§ Given request a:
In the records, rewrite the part that opens with the line containing "green shrub, one" and closes with the line containing "point(654, 778)", substituting "single-point labeling" for "single-point marking" and leaving everything else unchanged.

··· Provided text ···

Data computing equipment at reactor at NASA Plum Brook Station circa 1960.

Photo Credit: NASA

One question I repeatedly receive from employees at NASA is, “Why can’t I ever find what I need?” People are accustomed to instant access to information from the World Wide Web through the multitude of search engines available. They cannot understand why it is so difficult to replicate this ease of access at work. The short answer: numbers. Google, for example, indexes billions of URLs and documents and accepts 5 billion queries per day. Those huge numbers make it possible for them to continually refine their search capabilities. At Johnson Space Center (JSC), our search infrastructure indexes less than 1/10 of our known data and accepts a few thousand queries per month. Even if we could afford to index all the millions of documents JSC has, I am not convinced our search results would greatly improve, because the query sample set would remain small. Given this problem, the NASA-JSC Knowledge Management office has embarked on a project to improve the accessibility and visibility of critical data at NASA. The project is broken down into three phases:

  1. Understand the employee base.
  2. Research and evaluate search methodologies.
  3. Provide data-driven visualization.

The need to improve search at NASA is clear and critical. A recent report by IHS, a company providing business information and analytics, underscores my greatest concerns for the NASA workforce. It reveals that an engineer’s average time spent searching for information has increased 13 percent since 2002. Additionally, 30 percent of total R&D spent is wasted on duplication of research and work previously done, and 54 percent of decisions are made with incomplete, inconsistent, and inadequate information. I fear the problem is only growing as the quantity and complexity of information continue to increase. According to Gartner, the world’s leading information technology research and advisory company, the amount of available data will increase 800 percent by 2018 and 90 percent of it will be unstructured. Our project seeks a NASA-specific solution to the problem.


To understand the employee base, we conducted interviews to understand their needs and frustrations. We learned that employees with different common job profiles search differently. For example, a scientist or researcher typically explores data looking for common themes and connections, while an engineer or project manager is more likely to be looking for specific answers to pressing questions. A semantic approach—one that considers context and related terms to determine meaning—is more useful for the former, while a computational or cognitive approach is more useful for the latter. Our team then set out to develop use cases for the identified job profiles to determine what they searched for, how they wanted results presented, and where the content they searched for was located. That process led us to identify both the data critical to our users and the authoritative sources for the data.


Our benchmarking revealed that, on average, technical professionals must consult 13 unique data sources to get the information they need to make informed and consistent decisions. Understanding the different search methodologies has been crucial to making improvements. We worked with a number of vendors, developers, and search gurus to evaluate the capabilities of semantic, faceted, cognitive, and computational search with the use of natural language processing and advance text analytics, comparing their search results to our current keyword search engine. The team began to realize there is no single solution for search that will meet all the needs at JSC. All of those approaches have their pros and cons; which of them are best in a given situation comes down to the type of query and the data being searched.

We arrived at some important conclusions:

  • A master data management plan is essential. A common process for metadata, format, and structure has to be implemented to improve the results of the search query.
  • With the quantity of data growing exponentially, focusing on identifying our critical data is imperative.

···

§ Given request b:
According to the benchmarking in the text on search at NASA, how many unique data sources must technical professionals consult on average to get the information they need?

··· Data provided ···

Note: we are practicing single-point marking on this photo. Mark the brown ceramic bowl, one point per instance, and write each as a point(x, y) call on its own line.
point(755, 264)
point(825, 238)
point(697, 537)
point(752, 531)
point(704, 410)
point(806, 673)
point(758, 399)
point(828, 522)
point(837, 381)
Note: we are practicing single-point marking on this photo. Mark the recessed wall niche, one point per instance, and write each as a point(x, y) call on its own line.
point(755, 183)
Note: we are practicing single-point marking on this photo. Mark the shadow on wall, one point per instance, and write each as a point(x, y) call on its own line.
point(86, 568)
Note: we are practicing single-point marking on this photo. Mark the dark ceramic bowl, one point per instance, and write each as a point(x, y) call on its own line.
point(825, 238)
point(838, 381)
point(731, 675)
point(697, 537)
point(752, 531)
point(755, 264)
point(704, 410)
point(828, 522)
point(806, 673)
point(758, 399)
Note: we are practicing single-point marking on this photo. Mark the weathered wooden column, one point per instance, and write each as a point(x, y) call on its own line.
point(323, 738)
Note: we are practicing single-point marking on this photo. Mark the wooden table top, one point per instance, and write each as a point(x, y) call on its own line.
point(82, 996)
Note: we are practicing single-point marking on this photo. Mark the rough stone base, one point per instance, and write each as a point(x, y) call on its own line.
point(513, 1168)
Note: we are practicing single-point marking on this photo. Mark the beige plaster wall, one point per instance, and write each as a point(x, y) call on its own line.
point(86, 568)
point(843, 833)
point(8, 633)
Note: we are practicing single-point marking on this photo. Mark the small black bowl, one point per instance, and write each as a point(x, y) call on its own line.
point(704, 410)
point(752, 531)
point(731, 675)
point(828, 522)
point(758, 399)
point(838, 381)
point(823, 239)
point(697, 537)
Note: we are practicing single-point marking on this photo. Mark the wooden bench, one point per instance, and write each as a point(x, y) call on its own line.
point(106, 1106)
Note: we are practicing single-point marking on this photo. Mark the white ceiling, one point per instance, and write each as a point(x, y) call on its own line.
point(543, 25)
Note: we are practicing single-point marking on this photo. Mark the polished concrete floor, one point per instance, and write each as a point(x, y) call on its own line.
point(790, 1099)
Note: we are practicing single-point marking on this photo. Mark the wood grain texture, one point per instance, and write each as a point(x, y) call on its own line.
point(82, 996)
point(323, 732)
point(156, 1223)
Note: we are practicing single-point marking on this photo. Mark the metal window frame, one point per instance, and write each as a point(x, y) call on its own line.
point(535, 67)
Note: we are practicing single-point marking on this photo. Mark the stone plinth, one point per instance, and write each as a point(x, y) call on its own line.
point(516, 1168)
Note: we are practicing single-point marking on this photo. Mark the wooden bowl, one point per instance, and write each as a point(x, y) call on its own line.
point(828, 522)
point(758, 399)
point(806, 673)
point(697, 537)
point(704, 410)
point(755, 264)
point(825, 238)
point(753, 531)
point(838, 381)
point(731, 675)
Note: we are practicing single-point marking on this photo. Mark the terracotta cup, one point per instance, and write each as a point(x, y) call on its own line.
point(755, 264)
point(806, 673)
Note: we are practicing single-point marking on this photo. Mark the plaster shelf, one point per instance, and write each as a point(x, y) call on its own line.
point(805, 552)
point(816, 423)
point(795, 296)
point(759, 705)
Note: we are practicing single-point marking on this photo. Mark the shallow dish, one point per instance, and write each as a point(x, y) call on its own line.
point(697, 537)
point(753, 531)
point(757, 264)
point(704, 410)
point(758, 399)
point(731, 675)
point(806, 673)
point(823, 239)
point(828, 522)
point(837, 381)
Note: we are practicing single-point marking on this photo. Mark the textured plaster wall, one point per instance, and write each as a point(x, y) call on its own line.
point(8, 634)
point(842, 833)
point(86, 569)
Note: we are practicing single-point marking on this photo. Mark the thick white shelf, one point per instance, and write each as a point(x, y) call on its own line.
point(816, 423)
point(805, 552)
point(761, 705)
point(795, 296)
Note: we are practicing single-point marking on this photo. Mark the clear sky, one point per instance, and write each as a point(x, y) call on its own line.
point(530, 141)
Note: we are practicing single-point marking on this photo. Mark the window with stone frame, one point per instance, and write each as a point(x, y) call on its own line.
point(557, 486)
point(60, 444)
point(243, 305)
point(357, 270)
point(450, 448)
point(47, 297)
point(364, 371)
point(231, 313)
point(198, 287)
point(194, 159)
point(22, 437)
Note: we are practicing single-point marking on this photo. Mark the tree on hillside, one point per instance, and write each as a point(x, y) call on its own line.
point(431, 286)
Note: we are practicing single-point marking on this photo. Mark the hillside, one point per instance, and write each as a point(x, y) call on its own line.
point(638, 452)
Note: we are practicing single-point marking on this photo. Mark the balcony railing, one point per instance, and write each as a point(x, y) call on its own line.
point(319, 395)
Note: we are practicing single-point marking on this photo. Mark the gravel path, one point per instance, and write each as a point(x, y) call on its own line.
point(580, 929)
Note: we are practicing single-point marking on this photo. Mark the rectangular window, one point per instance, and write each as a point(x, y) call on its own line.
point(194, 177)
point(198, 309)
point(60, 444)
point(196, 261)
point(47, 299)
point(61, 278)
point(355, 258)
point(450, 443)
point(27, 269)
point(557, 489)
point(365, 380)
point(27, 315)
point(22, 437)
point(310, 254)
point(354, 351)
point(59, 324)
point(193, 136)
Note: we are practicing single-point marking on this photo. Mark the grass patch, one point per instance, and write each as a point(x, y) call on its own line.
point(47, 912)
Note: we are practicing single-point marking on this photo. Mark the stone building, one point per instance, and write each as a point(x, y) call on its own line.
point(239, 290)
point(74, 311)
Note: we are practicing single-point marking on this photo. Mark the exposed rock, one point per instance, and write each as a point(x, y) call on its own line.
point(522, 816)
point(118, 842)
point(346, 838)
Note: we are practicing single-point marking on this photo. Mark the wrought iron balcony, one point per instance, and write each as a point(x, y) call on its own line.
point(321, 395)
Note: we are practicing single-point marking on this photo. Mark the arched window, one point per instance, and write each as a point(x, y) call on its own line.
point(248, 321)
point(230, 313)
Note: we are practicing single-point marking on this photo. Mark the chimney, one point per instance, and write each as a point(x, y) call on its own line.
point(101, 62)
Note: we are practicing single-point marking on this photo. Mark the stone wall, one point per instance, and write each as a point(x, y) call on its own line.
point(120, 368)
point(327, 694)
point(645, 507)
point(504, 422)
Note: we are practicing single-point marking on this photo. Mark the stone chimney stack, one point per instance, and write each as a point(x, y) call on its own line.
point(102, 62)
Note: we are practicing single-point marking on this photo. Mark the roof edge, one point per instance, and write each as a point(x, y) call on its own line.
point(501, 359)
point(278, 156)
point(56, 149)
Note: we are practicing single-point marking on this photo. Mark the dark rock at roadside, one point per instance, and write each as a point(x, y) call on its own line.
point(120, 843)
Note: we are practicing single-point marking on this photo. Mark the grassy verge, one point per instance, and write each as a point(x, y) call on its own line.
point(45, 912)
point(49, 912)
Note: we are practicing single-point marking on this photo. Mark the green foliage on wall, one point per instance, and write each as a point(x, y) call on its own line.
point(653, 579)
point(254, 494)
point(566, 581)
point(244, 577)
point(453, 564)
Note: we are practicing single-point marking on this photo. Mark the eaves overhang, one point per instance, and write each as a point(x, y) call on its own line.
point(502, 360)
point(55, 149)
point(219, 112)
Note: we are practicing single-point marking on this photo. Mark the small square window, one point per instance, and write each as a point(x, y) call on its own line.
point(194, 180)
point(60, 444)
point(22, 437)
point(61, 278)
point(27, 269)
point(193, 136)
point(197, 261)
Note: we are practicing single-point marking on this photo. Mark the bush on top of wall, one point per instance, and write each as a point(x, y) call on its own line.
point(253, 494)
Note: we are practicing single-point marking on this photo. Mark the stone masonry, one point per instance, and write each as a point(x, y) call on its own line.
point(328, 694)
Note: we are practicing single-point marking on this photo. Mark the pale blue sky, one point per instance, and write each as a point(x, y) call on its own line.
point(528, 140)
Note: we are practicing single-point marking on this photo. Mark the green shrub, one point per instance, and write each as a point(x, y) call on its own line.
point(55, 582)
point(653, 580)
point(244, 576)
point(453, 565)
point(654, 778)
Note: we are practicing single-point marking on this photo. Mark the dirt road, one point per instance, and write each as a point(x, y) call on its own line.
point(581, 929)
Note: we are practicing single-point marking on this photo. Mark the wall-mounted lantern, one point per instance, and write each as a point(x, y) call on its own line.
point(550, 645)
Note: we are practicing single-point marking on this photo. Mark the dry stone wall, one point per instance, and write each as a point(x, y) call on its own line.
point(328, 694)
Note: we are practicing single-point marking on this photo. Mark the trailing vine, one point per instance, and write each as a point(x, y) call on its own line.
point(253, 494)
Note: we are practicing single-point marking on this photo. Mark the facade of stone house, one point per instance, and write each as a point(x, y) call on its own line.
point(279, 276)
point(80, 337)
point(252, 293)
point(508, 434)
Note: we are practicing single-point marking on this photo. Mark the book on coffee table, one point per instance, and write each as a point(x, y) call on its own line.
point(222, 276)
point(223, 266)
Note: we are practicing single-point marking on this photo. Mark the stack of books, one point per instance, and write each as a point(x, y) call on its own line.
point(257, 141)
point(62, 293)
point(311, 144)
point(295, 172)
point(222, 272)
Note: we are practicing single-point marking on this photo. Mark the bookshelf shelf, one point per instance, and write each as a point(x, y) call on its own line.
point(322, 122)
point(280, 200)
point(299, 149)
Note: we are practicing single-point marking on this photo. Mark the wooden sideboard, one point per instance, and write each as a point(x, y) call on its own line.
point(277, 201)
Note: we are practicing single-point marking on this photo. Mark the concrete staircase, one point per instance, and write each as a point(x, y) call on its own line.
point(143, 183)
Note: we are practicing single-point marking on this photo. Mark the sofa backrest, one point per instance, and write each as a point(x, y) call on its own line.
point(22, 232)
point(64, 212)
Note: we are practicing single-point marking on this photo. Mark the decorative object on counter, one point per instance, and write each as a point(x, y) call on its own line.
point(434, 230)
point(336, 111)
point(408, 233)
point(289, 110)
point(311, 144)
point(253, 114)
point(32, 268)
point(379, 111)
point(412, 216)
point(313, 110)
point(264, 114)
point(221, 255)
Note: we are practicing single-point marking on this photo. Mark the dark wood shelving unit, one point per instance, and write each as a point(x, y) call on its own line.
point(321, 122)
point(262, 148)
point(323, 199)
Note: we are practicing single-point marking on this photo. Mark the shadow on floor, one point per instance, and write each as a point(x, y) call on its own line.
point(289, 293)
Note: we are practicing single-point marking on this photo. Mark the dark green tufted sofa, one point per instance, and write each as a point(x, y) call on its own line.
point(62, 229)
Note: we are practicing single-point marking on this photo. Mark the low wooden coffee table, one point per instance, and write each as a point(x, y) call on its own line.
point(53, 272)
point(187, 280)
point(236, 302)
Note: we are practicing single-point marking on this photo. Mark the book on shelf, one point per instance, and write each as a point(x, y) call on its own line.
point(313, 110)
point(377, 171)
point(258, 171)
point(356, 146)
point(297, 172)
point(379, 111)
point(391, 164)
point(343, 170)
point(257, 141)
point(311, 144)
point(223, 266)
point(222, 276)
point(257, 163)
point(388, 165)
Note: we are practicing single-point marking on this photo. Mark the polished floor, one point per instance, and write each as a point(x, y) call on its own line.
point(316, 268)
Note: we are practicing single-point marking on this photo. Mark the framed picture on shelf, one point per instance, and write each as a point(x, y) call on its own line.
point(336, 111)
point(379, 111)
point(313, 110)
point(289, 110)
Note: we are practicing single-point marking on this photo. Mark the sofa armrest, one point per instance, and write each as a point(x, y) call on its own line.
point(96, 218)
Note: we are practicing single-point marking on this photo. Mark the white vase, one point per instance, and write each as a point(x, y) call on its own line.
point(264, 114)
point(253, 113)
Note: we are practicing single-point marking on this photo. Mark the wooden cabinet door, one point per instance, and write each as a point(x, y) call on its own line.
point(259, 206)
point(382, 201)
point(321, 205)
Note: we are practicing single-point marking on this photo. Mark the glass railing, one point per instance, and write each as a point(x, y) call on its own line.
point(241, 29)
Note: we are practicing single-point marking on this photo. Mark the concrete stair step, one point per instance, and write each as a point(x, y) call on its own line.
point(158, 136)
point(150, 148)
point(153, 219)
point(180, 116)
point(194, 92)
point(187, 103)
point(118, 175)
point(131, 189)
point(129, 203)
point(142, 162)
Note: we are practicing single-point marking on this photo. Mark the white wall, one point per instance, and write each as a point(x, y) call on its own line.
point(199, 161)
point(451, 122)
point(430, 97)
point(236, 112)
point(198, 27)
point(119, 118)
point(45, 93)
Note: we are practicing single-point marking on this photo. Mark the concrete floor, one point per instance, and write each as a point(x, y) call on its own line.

···

§ Worked solution a:
Note: we are practicing single-point labeling on this photo. Mark the green shrub, one point per instance, and write each as a point(x, y) call on its own line.
point(55, 582)
point(653, 580)
point(244, 576)
point(453, 565)
point(654, 778)

§ Worked solution b:
13 unique data sources.